Data for processing Block Start
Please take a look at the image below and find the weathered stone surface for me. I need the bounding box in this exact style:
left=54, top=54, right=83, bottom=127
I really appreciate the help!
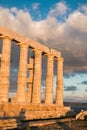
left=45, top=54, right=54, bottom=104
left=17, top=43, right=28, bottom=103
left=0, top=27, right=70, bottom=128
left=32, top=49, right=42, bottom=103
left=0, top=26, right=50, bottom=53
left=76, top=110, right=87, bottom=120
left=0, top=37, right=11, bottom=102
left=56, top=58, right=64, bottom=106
Data for processing Block End
Data for processing Block Start
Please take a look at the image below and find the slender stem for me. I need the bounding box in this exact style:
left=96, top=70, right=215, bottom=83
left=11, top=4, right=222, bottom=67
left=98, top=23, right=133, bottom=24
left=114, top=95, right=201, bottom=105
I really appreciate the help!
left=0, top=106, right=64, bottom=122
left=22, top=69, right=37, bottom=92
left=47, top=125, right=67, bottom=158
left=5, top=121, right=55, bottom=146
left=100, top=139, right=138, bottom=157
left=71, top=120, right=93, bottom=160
Data for processing Block End
> Work request
Only the lines above from the line with "find the weathered" to the line with "left=54, top=54, right=83, bottom=127", those two lines included, should be reproduced exactly.

> Answer to this problem
Please take a look at the image below and find the weathered stone surface for me. I need the bounding box in this exact style:
left=54, top=54, right=83, bottom=127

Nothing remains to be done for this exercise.